▶ [WHAT THE TASK REQUIRES] Render the lines from the line with "the white wall" to the line with "[(402, 193)]" as a Markdown table with the columns Row and Line, numbering each row and leaving out blank lines.

▶ [STORED ROWS]
===============
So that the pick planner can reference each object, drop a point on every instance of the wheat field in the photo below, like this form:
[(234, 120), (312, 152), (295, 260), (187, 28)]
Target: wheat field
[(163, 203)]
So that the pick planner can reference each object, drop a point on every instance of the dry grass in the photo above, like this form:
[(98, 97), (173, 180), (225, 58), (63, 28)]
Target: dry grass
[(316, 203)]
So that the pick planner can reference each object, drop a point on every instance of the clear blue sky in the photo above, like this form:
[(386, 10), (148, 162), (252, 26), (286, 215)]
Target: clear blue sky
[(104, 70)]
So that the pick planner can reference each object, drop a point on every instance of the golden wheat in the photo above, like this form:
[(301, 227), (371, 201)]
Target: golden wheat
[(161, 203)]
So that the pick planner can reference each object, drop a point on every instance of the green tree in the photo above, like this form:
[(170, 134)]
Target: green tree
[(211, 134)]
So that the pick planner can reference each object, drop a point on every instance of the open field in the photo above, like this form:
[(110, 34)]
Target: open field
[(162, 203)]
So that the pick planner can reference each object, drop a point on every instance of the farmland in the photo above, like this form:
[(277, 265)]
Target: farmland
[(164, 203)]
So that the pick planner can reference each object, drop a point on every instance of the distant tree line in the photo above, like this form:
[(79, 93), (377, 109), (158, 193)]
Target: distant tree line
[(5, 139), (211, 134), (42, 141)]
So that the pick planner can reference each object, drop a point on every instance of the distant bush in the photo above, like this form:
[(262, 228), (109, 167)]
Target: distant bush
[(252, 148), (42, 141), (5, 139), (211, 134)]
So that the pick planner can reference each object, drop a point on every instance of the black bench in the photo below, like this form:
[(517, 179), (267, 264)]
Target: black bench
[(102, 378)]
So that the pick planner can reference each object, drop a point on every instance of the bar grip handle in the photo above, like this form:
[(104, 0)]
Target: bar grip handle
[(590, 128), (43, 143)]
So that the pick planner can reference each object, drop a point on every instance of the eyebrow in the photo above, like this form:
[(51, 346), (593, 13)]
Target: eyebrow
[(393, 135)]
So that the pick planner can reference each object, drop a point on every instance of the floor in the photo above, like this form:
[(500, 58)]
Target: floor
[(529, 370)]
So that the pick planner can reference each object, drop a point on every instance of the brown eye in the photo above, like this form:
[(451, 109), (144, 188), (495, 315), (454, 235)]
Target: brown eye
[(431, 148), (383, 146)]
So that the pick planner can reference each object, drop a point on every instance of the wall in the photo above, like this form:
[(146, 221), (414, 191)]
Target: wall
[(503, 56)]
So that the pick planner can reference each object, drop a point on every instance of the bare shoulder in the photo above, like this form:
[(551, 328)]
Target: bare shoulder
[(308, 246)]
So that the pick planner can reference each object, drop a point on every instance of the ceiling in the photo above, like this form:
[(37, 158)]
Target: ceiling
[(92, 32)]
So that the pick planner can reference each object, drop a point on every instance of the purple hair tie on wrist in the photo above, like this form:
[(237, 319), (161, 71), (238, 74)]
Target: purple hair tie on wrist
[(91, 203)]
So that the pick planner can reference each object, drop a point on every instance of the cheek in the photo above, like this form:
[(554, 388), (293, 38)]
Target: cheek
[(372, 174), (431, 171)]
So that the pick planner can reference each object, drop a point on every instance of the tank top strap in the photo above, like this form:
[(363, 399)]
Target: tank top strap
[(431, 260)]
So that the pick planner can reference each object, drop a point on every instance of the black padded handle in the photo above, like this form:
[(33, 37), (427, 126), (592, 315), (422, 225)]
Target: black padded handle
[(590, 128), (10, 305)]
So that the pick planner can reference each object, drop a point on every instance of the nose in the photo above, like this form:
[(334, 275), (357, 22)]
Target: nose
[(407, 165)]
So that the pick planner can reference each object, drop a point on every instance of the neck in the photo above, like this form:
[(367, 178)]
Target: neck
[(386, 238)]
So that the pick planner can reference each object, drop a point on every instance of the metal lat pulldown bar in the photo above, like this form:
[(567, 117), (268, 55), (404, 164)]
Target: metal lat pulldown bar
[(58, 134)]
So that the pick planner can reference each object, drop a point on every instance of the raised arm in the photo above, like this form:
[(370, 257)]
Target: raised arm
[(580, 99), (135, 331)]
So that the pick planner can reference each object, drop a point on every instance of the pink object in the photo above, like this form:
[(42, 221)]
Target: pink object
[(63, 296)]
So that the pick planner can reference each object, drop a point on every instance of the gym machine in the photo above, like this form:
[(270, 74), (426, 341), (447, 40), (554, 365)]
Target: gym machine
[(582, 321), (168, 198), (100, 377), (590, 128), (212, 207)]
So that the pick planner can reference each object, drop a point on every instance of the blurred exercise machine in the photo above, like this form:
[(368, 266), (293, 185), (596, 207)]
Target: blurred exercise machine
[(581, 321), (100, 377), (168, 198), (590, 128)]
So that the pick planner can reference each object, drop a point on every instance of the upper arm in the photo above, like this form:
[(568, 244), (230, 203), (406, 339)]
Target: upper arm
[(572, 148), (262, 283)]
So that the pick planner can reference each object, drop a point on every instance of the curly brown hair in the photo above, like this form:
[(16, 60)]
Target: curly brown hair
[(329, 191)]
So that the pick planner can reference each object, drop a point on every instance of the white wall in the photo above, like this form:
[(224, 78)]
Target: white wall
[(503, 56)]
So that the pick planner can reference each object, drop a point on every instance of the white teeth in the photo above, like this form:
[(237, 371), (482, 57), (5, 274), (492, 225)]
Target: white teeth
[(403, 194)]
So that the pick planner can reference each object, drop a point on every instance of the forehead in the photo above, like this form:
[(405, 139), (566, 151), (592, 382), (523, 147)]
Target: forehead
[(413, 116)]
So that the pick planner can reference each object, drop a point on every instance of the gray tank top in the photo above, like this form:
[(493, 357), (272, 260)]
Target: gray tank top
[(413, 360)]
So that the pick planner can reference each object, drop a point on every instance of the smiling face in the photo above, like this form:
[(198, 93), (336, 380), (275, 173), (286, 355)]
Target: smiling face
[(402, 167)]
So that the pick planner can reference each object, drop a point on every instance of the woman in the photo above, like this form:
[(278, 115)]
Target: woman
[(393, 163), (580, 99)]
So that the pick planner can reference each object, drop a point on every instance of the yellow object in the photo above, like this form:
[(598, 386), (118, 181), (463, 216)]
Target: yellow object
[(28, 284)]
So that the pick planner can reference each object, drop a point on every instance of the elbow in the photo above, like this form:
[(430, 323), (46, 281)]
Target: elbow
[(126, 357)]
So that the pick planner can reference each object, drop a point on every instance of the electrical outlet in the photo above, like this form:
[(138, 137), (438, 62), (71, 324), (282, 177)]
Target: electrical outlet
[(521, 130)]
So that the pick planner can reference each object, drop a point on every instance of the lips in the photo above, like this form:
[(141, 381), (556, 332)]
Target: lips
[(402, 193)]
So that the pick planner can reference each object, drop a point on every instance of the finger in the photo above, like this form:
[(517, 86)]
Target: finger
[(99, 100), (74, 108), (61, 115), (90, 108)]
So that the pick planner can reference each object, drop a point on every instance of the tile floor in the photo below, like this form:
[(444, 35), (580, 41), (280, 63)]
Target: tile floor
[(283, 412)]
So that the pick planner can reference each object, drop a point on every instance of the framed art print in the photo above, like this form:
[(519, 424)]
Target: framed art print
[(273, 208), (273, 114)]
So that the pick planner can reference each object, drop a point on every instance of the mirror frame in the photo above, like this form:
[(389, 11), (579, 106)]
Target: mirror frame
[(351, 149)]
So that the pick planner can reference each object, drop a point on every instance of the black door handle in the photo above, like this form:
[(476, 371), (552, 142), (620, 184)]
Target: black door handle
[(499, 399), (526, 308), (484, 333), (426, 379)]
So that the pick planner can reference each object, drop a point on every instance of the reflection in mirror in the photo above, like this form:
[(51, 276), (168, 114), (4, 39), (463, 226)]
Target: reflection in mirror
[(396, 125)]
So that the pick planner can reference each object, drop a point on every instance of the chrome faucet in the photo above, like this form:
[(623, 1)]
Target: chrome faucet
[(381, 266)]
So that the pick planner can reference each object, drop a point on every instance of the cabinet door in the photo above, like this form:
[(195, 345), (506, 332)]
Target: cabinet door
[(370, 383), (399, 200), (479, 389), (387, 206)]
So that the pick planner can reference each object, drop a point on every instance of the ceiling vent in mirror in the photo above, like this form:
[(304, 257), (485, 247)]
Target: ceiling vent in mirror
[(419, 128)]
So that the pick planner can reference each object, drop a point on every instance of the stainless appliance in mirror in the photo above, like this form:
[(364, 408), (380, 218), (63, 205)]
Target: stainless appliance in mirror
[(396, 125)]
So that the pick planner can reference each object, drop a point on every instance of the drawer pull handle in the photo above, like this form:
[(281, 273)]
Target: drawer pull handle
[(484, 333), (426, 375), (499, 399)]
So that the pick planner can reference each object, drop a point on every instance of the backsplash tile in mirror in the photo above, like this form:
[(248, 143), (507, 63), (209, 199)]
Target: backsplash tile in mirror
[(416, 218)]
===============
▶ [CORRECT RESPONSE]
| Row | Line |
|---|---|
| 1 | So that the pick planner can reference each object, drop a point on every instance of the white wall in the photo above, like this form: |
| 2 | [(224, 78)] |
| 3 | Target: white wall |
| 4 | [(503, 56)] |
| 5 | So that the pick planner can reference each object, drop a point on every instance of the white teeth in the photo above, like this form: |
| 6 | [(237, 371), (482, 57), (5, 274), (492, 225)] |
| 7 | Target: white teeth |
| 8 | [(403, 194)] |
| 9 | So that the pick planner can reference each object, drop a point on every instance of the forehead in the photo above, like this form: |
| 10 | [(405, 139), (566, 151), (592, 382), (523, 147)] |
| 11 | Target: forehead |
| 12 | [(413, 116)] |
| 13 | So that the pick planner can reference each object, drop a point on every instance of the gray tank top in the photo above, like this form: |
| 14 | [(493, 357), (272, 260)] |
| 15 | Target: gray tank top |
| 16 | [(413, 360)] |
| 17 | So that the pick planner can reference each object, drop a point on every instance of the smiling face in the photo above, like this form: |
| 18 | [(198, 93), (336, 380), (275, 173), (286, 355)] |
| 19 | Target: smiling face |
| 20 | [(402, 167)] |
| 21 | So that the pick planner can reference each object, drop a point on every instance of the woman in the photo above, like this form: |
| 22 | [(278, 115)] |
| 23 | Target: woman |
| 24 | [(393, 163), (580, 99)] |
| 25 | So that the pick planner can reference each object, drop a point on every instance of the yellow object in the photo above, like this form: |
| 26 | [(598, 386), (118, 181), (463, 216)] |
| 27 | Target: yellow object |
| 28 | [(28, 284)] |
| 29 | So that the pick planner can reference each object, drop a point on every instance of the elbow in the photo above, like this form: |
| 30 | [(430, 323), (46, 281)] |
| 31 | Target: elbow |
| 32 | [(126, 357)] |
| 33 | So that the pick planner can reference each object, drop a point on every instance of the electrical outlet in the photo above, like this form: |
| 34 | [(138, 137), (438, 62), (71, 324), (282, 177)] |
| 35 | Target: electrical outlet |
| 36 | [(521, 130)] |
| 37 | So that the pick planner can reference each object, drop a point on every instance of the lips in the photo above, like this form: |
| 38 | [(141, 381), (556, 332)] |
| 39 | Target: lips |
| 40 | [(402, 193)] |